THE INPUT Start Marker

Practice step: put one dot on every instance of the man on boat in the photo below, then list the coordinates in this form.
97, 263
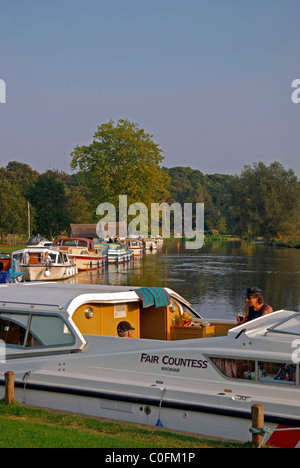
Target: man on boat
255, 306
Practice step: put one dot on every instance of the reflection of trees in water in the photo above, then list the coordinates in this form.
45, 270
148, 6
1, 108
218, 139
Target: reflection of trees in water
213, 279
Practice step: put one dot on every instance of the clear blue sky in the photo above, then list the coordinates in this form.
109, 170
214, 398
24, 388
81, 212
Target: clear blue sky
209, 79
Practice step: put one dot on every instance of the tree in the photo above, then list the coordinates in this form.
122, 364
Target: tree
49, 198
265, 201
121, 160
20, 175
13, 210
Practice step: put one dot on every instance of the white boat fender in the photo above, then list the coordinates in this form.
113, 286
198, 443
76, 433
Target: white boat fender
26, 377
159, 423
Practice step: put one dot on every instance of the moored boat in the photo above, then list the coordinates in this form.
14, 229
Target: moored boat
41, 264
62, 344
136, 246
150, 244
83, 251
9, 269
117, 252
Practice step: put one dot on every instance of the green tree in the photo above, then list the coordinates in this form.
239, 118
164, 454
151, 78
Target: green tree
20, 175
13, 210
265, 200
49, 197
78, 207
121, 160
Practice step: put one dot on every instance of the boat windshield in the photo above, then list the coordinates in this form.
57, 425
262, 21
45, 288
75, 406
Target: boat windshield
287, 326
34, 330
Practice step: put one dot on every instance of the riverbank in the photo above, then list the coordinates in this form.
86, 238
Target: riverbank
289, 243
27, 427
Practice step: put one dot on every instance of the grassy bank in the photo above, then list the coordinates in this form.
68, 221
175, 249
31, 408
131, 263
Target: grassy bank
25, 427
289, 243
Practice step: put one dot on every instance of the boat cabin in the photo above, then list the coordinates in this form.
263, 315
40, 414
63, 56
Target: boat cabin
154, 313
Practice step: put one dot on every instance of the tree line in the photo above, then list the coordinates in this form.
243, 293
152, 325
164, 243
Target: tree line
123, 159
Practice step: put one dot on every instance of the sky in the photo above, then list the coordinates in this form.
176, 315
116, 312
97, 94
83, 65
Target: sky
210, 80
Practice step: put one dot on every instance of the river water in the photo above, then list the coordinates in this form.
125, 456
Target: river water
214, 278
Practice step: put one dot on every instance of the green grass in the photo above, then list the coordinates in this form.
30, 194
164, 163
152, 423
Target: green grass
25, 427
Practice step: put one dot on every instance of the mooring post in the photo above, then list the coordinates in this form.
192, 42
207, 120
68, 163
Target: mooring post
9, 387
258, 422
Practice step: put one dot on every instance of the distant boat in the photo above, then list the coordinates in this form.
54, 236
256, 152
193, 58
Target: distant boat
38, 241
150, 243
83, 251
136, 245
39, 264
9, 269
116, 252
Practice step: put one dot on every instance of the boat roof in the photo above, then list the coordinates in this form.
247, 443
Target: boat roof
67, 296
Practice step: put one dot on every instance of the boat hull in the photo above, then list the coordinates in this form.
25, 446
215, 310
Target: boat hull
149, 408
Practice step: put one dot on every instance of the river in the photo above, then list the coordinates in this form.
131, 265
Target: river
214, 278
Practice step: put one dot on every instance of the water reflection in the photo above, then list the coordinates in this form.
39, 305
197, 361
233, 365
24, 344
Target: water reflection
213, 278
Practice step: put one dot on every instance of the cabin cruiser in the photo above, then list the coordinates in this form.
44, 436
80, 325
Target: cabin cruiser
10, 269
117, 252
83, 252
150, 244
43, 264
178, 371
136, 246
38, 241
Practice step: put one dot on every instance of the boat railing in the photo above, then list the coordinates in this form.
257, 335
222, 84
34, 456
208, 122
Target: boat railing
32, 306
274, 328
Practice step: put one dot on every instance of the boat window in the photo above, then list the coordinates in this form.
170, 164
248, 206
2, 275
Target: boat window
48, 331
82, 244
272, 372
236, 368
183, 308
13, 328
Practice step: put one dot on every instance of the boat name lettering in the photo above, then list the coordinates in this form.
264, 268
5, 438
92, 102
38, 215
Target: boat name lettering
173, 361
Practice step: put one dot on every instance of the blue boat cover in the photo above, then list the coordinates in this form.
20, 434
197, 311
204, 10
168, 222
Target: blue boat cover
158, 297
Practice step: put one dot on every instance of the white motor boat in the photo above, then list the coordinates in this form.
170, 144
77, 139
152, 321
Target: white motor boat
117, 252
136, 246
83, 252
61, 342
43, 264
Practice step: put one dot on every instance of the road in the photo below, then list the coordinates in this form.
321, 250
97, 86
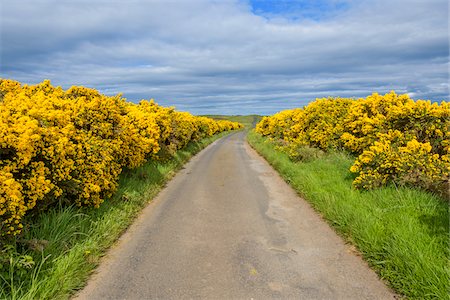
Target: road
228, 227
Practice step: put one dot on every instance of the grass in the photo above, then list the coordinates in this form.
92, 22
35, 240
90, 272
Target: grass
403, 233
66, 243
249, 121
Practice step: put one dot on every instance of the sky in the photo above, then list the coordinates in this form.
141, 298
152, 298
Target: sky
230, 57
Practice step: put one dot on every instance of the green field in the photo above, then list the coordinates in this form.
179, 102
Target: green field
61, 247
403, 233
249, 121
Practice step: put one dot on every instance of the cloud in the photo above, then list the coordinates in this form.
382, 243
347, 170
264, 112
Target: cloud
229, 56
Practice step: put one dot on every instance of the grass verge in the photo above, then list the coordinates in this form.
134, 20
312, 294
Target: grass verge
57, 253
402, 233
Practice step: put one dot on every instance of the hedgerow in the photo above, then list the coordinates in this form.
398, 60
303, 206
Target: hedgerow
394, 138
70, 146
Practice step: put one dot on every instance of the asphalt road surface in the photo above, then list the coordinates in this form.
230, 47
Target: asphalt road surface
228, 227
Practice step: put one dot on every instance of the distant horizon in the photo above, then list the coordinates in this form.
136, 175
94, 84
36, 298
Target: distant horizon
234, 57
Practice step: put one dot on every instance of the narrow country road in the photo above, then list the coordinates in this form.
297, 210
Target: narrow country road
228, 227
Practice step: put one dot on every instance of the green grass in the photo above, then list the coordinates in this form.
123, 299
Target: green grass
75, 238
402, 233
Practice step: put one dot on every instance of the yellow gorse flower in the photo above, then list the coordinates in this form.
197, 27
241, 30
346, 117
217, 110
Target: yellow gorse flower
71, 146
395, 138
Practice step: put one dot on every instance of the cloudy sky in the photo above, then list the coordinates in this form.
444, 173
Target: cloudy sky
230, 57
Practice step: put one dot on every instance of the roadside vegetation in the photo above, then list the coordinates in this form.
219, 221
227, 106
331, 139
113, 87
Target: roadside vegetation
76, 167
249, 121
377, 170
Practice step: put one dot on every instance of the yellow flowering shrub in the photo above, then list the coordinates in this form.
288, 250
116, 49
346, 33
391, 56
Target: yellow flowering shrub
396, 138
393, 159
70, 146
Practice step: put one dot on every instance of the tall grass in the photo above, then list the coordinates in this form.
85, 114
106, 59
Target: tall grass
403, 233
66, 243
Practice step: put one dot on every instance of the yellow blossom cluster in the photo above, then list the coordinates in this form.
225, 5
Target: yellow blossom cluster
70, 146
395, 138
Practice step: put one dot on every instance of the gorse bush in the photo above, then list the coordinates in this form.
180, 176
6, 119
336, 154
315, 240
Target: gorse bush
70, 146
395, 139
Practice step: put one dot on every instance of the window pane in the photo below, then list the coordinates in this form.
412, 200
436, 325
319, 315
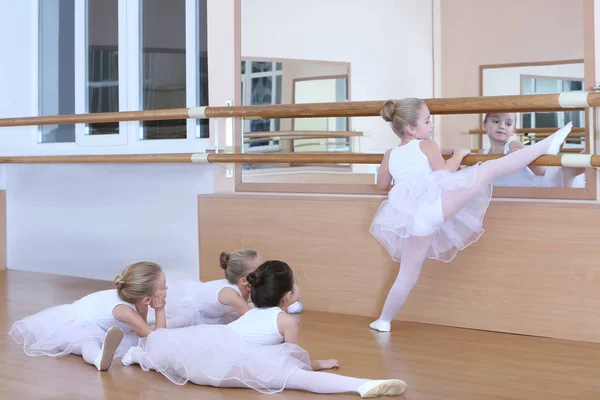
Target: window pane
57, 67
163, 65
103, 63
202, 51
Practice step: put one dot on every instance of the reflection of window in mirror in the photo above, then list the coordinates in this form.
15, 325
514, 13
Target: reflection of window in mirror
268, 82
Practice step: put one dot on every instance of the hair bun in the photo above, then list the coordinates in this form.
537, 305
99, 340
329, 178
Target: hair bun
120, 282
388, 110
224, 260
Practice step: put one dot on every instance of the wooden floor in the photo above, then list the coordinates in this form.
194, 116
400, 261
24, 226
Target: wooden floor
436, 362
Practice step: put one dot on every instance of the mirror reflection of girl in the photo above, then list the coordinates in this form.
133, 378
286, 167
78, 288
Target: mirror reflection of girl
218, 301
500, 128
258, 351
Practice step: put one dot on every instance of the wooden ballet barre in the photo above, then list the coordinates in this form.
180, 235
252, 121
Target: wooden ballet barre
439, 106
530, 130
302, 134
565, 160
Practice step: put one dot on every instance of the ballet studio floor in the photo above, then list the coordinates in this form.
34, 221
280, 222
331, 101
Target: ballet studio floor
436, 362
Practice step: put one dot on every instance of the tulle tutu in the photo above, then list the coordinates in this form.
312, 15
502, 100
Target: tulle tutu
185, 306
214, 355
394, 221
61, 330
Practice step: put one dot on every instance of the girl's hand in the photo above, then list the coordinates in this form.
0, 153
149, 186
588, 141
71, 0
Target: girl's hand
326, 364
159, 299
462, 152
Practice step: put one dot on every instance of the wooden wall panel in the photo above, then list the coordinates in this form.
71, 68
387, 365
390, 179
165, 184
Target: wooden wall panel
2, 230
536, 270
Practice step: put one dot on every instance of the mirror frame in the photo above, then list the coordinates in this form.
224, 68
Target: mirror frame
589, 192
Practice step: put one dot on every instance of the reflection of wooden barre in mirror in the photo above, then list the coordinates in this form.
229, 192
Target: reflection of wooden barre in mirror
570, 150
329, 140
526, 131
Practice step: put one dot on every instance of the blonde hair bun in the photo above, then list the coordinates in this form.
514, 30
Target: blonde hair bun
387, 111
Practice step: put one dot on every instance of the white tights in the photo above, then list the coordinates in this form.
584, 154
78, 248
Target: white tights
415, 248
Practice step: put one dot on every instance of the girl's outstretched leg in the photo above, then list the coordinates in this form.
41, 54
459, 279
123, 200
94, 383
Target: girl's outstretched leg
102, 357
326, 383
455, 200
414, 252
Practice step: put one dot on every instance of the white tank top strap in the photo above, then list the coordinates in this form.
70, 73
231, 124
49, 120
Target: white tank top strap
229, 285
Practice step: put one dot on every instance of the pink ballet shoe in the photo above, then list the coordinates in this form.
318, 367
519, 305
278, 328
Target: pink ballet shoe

THE INPUT End Marker

## TASK INSTRUCTIONS
Copy exactly, and only, the lines from the line containing "Target: mirror frame" to the end of the listing, with both ends included.

## SOLUTION TO THE PROBLEM
Target: mirror frame
589, 192
Practice step: put one dot on every instance of the reflection of wooden barre in mirror in the photo above, then list the coordinates in this form.
229, 192
Target: reflection of wooden barre in mirror
570, 150
329, 140
526, 131
Practice step: put one dot on every instance of the blonde hair bun in the photo above, then list the coordinates in this form.
514, 30
Target: blonde hair bun
387, 111
Practice step: put one dot on every instance of the white tights in the photo above, then list the coordinates in this form.
584, 154
78, 248
Target: white tights
415, 248
Practice step: put one dot on every instance of the girl's outstretched leg in the photo above, then list the coordinates in this form.
41, 54
459, 279
123, 200
94, 383
Target: girl's outstretched leg
102, 357
326, 383
455, 200
414, 252
Practice step: put one dot on every instance of the white tank top strap in the photo above, then list the coordinates in this form.
70, 73
231, 124
49, 120
Target: white tank top strap
229, 285
Practice step: put one dot on every instance of the pink ballet shoe in the photo above, then list the coordinates in this form.
318, 367
519, 305
278, 328
Target: pink ballet shoe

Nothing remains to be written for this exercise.